WHAT THE EXERCISE ASKS:
All lines from the one that contains "Phrase: mozzarella ball" through the final line of the entries must be repeated exactly. No other lines belong in the output.

Point localization data:
★ ★ ★ ★ ★ ★ ★
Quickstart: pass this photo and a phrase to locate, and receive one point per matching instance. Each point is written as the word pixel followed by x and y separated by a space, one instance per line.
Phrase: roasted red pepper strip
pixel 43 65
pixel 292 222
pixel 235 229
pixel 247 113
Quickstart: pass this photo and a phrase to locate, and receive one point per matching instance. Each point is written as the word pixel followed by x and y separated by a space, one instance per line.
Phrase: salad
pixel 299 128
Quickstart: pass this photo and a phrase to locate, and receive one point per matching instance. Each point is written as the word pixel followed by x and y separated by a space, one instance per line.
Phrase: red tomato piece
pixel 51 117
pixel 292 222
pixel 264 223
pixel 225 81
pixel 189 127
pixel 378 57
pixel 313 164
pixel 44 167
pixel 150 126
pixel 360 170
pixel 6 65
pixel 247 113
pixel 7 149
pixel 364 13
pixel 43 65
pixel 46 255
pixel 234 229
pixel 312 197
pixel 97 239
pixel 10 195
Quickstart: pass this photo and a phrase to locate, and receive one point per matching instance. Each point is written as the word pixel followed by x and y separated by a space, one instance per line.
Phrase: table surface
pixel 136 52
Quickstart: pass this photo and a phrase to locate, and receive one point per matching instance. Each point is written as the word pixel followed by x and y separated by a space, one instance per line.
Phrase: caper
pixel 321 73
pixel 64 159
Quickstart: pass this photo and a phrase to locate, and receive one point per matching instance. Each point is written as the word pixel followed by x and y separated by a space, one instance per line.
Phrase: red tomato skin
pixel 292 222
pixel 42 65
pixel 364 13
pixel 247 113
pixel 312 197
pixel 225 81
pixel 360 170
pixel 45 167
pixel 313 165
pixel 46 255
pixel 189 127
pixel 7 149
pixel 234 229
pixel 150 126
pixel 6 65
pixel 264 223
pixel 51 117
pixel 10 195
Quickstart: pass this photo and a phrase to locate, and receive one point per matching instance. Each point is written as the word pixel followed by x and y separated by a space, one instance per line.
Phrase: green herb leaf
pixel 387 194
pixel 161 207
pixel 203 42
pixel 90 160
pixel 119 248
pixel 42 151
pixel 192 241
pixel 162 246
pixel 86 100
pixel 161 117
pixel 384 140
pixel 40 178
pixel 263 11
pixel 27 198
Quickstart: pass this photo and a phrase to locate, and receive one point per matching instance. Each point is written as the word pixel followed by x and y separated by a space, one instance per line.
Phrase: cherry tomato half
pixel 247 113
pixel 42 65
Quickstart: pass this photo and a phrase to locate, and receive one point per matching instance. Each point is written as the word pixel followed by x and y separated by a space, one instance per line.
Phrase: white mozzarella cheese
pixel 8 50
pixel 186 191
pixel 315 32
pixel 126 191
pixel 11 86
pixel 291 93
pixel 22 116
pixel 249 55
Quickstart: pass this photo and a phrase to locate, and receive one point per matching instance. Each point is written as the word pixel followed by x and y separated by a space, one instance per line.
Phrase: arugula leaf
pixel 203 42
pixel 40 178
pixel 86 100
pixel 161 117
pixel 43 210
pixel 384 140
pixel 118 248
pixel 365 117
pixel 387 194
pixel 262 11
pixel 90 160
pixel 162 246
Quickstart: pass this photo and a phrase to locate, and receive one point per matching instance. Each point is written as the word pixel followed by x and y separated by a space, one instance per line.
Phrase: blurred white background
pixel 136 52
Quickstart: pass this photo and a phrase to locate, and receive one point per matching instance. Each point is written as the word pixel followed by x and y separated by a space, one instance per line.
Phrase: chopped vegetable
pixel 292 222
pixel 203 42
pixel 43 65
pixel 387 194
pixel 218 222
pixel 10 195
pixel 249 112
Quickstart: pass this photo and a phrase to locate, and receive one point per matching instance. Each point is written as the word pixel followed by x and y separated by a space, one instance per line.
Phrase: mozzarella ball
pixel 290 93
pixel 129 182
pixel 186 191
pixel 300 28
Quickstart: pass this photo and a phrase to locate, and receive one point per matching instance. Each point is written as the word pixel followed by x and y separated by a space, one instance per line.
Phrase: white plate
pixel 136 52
★ ★ ★ ★ ★ ★ ★
ANSWER BELOW:
Phrase: mozzarella ball
pixel 290 93
pixel 129 182
pixel 186 191
pixel 300 28
Quickstart: pass this photo and a phrase to locate, and receive one point per matching instance. Each point is written as the word pixel followed by x and y separated by a space, one instance per line.
Phrase: white plate
pixel 136 52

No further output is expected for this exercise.